◆ What to do ◆
Copy the records from their first line through the line containing "[498,112,583,158]", including that line and nothing after it. Keep the request lines unchanged, but multiply every bounding-box coordinate by 0.65 and round each result to a whole number, with halves rounded up.
★ ★ ★ ★
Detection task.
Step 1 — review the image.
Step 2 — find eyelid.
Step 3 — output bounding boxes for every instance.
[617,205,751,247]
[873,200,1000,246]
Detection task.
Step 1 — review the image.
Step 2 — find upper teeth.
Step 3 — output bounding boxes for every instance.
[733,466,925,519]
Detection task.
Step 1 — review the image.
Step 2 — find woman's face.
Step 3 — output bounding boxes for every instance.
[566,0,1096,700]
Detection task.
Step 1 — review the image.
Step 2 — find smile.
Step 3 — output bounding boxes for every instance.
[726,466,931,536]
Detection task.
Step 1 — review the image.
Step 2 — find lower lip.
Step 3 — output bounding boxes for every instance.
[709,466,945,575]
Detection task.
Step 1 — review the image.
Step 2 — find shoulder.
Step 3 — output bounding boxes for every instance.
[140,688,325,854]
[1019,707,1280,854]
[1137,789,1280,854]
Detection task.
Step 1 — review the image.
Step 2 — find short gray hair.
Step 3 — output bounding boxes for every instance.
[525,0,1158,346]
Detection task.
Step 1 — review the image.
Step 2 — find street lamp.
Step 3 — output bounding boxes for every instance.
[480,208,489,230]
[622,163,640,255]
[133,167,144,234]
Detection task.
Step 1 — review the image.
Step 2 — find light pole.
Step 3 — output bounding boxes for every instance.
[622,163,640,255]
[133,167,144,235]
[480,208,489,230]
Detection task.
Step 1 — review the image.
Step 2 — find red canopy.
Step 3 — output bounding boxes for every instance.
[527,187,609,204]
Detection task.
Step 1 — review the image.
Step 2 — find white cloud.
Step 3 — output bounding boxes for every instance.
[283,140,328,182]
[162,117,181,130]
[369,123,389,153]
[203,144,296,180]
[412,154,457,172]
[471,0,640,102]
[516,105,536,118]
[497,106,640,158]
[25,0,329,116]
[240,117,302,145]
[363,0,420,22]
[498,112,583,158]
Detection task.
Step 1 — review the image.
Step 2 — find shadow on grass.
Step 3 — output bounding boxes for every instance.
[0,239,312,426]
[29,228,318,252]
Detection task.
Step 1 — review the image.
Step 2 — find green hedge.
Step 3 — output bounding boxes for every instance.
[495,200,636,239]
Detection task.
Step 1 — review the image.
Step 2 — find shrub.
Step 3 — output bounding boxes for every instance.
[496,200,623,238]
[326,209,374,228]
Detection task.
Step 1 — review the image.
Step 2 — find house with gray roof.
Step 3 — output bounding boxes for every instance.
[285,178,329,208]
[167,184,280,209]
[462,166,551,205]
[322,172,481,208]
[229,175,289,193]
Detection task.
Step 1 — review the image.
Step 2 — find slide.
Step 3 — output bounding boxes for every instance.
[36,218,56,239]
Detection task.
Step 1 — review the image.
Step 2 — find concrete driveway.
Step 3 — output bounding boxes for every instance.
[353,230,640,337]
★ ★ ★ ★
◆ Result of this exercise ◆
Detection task.
Step 1 — review the image.
Step 2 — find eyelid.
Step 3 — output bounding boxes for every instance.
[401,133,488,161]
[567,130,650,160]
Detection task.
Step 1 — review the image.
Step 2 — find upper teeth.
Step 3 — output bounding boxes for every instance.
[476,303,601,337]
Detection task.
Step 1 — review the image.
Step 2 — find woman's face.
Step 3 — output bounding boxes for every instance.
[368,0,712,455]
Detection task.
Step 1 — review the image.
Step 2 — find smile.
Step 3 — output bounding boxes for every instance.
[472,303,605,348]
Detection task.
Step 1 — review the image.
Step 2 — find lower lip.
Step 3 — output bounding boxes for every instance.
[461,303,614,374]
Detection task.
Step 1 — review the image.
Step 2 — find shoulder.
Step 3 — output bounding boxes for every instance.
[91,447,211,555]
[662,460,832,555]
[739,513,832,555]
Detection task.
Step 1 — review the image.
Step 2 — find short gray hair.
Step 3 — output bounding boxes for every instance.
[341,0,753,225]
Detection task.
Step 1 — review the image.
Step 2 — find street lamp.
Step 3 — output bounding boxes for every instance.
[312,135,318,150]
[404,106,416,166]
[86,109,94,152]
Detection task.
Step 1 — review the image.
Step 2 — find light pole.
Step 3 — output bounding boxes for every instance.
[404,106,416,166]
[86,109,94,153]
[312,135,318,150]
Detection task.
Step 1 — review the image.
Step 2 — find red canopy.
Step 3 — output bounding boxes for every instance.
[343,122,396,133]
Detection task.
Step 1 — review the image.
Step 2 — find white cloud.
Step 3 — output bounding boxes for every instance.
[184,91,213,118]
[105,76,118,85]
[240,80,253,99]
[132,94,192,117]
[268,100,297,112]
[306,0,416,66]
[335,68,348,77]
[323,69,416,103]
[16,0,214,75]
[156,76,196,94]
[236,0,273,14]
[324,73,379,103]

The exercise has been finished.